Aim 1:
In the positioning and location passage, duplicate everything from "We have just" down to "with increasing precision.".
Aim 2:
What range of accuracy does the positioning and location passage give for time difference of arrival (TDOA)?
-- START OF Source passage --
Positioning and Location

We have just described how you can take an omnidirectional antenna (360°coverage
from a colinear antenna consisting of a number of dipoles) and produce gain in the
horizontal axis. You can also take a directional antenna and decrease the beamwidth.
Typically, directional antennas used in cellular/PCS/3G applications will have 145°,
90°, or 60° beamwidths to support three-, four-, or six-sector cell configurations. As
beamwidth reduces, gain (forward directivity gain) increases. A 1 percent beamwidth
dish antenna can deliver up to 50 dBi of gain. As beamwidth decreases, the Node
B/base station is able to discriminate the position of mobiles (angle of arrival and direction
of travel) with increasing precision.
For example, a Node B with an omnidirectional antenna knows that a mobile is
within its cell radius but does not known where the mobile is within the cell. With a
three-, four-, or six- sector cell using directional antennas, the Node B knows which
sector the mobile is in. As the mobile moves from sector to sector, direction of travel is
known. In addition, TDMA and CDMA cellular networks all have synchronous
uplinks. In TDMA networks (GSM and US TDMA) the bit delay introduced by the
round-trip between base station and handset is calculated and the mobile is timeadvanced
(the transmit slot is moved closer to the receive slot), so that all mobiles
within the serving cell arrive back at the base station in time with each other. GSM, for
example, is able to time-advance by 64-bit symbols. A bit symbol period is equivalent
to just under 1 km of flight time; therefore, the number of bit periods of timing advance
provide an indication of how far the mobile is away from the base station.
The same time synchronization process is used in IMT2000DS and CDMA2000. Synchronization
is achieved by locking the mobile to a short code burst (actually a continuous
stream of short code bursts) from the Node B. Achip symbol duration (0.26 μs) is
equivalent to 70 meters of flight time, which means potentially very accurate distance
information is available (for free) from the air interface. This is the basis for networkassisted
positioning and location services, which combine angle of arrival information
(from sectored antennas) with distance information.

A mobile can be seen by (and, in IMT2000 and CDMA2000, is supported by) more
than one base station/Node B giving additional positional information. Similarly, the
handset can see more than one base station. Because the positions (longitude and latitude)
of the base stations/Node Bs are known, then either a Node B or handset can
work out the handset’s position.
Value or quality in positioning/location depends on the accuracy of the fix, reliability
(how often the signal is usable), the consistency of the accuracy of the fix, and how
long it takes to make the fix (delay and delay variability). These in turn have an impact
on the power budget of the handset.
Table 13.2 compares the main options for network-based and handset-based location
and positioning systems. Cell ID is the simplest, but accuracy is variable, because
it is dependent on network density, as follows:
 Time difference of arrival (TDOA) uses time advance information from three
base stations and signal strength to give an accuracy of between 300 and 1100
meters. This involves a network upgrade but no handset upgrade.
 TDOA/AOA adds angle of arrival using (smart) phased array antennas to
improve accuracy—between 40 and 400 meters, but at the cost of needing to
install more complex antenna arrays.
 E-OTD (Enhanced Observed Time Difference) uses the handset to collect information
about the time of arrival of signals from the base station and at a number
of prespecified location measurement points. This is potentially more
accurate than TDOA/AOA and more accurate than TDOA but needs a handset
upgrade.
There are then three existing handset-based/satellite-based options: GPS (the U.S.
-- END OF Source passage --
-- START OF Data shown --
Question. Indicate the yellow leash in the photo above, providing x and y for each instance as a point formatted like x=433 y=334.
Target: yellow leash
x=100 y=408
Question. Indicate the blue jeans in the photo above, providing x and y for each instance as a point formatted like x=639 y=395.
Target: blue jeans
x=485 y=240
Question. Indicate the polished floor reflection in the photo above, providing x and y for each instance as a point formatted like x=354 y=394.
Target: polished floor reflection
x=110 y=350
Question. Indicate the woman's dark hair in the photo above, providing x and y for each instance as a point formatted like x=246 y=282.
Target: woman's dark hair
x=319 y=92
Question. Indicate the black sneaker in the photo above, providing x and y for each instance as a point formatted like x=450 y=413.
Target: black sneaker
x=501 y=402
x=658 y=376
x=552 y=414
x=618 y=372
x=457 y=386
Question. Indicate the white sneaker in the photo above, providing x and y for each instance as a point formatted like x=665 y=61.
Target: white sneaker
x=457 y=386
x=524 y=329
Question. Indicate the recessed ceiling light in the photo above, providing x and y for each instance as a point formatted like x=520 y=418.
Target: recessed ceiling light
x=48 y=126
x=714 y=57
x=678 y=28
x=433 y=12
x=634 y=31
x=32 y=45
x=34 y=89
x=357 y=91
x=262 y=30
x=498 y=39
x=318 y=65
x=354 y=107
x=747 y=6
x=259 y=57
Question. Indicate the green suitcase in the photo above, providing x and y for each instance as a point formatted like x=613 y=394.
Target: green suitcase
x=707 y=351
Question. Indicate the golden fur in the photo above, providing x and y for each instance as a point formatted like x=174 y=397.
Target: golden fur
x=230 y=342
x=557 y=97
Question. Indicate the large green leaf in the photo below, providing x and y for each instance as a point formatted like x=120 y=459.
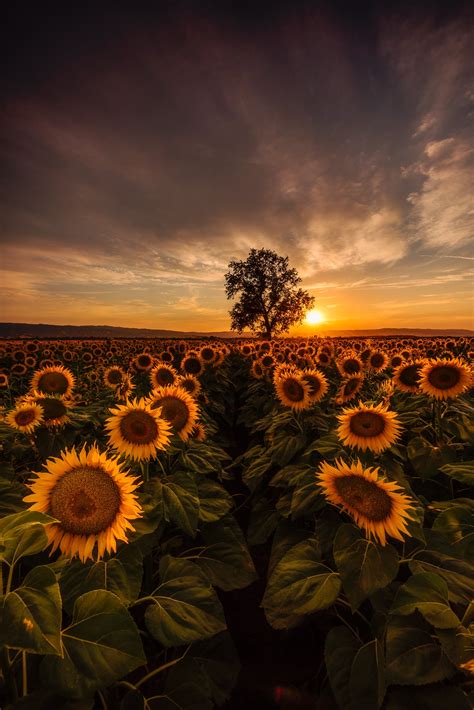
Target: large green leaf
x=225 y=558
x=339 y=651
x=32 y=614
x=180 y=500
x=185 y=607
x=23 y=534
x=364 y=565
x=413 y=657
x=299 y=584
x=457 y=573
x=462 y=471
x=367 y=677
x=209 y=671
x=428 y=593
x=101 y=645
x=121 y=574
x=214 y=500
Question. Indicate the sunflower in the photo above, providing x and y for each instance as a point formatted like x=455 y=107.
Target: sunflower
x=113 y=377
x=92 y=499
x=53 y=380
x=293 y=391
x=190 y=384
x=162 y=375
x=379 y=507
x=318 y=384
x=349 y=388
x=177 y=407
x=55 y=408
x=368 y=427
x=25 y=417
x=137 y=430
x=350 y=365
x=445 y=378
x=407 y=376
x=377 y=361
x=143 y=362
x=192 y=365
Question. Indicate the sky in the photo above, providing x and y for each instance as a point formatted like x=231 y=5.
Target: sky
x=144 y=149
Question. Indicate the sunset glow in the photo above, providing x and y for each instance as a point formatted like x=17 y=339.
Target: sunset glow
x=314 y=317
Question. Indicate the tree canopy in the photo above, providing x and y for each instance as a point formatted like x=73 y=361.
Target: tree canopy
x=270 y=300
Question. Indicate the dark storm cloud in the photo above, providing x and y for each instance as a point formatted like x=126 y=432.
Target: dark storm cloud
x=142 y=148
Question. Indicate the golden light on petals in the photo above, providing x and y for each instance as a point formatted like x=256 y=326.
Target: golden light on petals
x=377 y=506
x=137 y=430
x=178 y=408
x=25 y=417
x=92 y=499
x=445 y=378
x=55 y=380
x=368 y=427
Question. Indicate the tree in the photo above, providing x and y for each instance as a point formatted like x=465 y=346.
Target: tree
x=270 y=301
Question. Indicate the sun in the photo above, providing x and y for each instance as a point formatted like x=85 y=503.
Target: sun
x=314 y=317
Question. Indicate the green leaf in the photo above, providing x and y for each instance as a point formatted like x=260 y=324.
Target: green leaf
x=339 y=651
x=457 y=573
x=225 y=558
x=180 y=501
x=428 y=593
x=427 y=459
x=367 y=677
x=101 y=645
x=121 y=574
x=32 y=614
x=23 y=534
x=364 y=565
x=299 y=584
x=185 y=607
x=263 y=521
x=435 y=697
x=463 y=472
x=214 y=501
x=413 y=657
x=209 y=671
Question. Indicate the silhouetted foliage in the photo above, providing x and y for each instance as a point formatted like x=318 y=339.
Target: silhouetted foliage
x=270 y=301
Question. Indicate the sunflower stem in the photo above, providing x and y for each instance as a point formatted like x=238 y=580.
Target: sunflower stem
x=24 y=669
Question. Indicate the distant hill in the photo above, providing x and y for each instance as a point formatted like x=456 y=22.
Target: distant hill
x=42 y=330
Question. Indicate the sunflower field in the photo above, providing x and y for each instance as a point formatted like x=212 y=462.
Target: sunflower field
x=190 y=524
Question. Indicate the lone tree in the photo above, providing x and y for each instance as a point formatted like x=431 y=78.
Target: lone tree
x=270 y=301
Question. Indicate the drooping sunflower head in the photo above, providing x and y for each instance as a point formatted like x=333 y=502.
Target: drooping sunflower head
x=25 y=417
x=368 y=427
x=177 y=407
x=190 y=384
x=143 y=362
x=377 y=361
x=443 y=379
x=349 y=388
x=379 y=507
x=113 y=377
x=192 y=365
x=407 y=376
x=55 y=408
x=293 y=391
x=349 y=365
x=137 y=430
x=162 y=375
x=92 y=499
x=317 y=382
x=53 y=380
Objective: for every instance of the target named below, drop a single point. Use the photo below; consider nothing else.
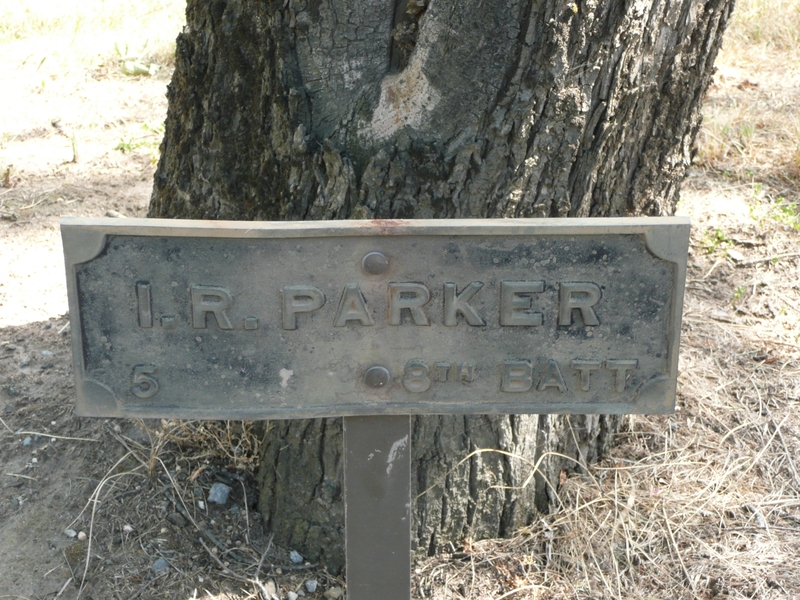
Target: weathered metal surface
(377, 483)
(189, 319)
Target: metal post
(377, 499)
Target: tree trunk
(326, 109)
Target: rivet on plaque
(377, 377)
(375, 263)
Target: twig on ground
(226, 569)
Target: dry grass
(51, 37)
(752, 113)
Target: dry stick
(6, 425)
(769, 259)
(246, 514)
(58, 437)
(96, 495)
(264, 555)
(63, 587)
(678, 551)
(225, 569)
(789, 458)
(521, 589)
(102, 482)
(186, 514)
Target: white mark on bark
(407, 100)
(286, 375)
(397, 448)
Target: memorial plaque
(235, 320)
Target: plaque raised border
(380, 317)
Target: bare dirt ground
(704, 503)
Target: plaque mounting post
(377, 500)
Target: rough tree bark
(333, 109)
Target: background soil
(701, 504)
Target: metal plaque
(249, 320)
-- END OF Data shown --
Reply 1:
We have just described how you can take an omnidirectional antenna (360°coverage
from a colinear antenna consisting of a number of dipoles) and produce gain in the
horizontal axis. You can also take a directional antenna and decrease the beamwidth.
Typically, directional antennas used in cellular/PCS/3G applications will have 145°,
90°, or 60° beamwidths to support three-, four-, or six-sector cell configurations. As
beamwidth reduces, gain (forward directivity gain) increases. A 1 percent beamwidth
dish antenna can deliver up to 50 dBi of gain. As beamwidth decreases, the Node
B/base station is able to discriminate the position of mobiles (angle of arrival and direction
of travel) with increasing precision.

Reply 2:
Between 300 and 1100 meters.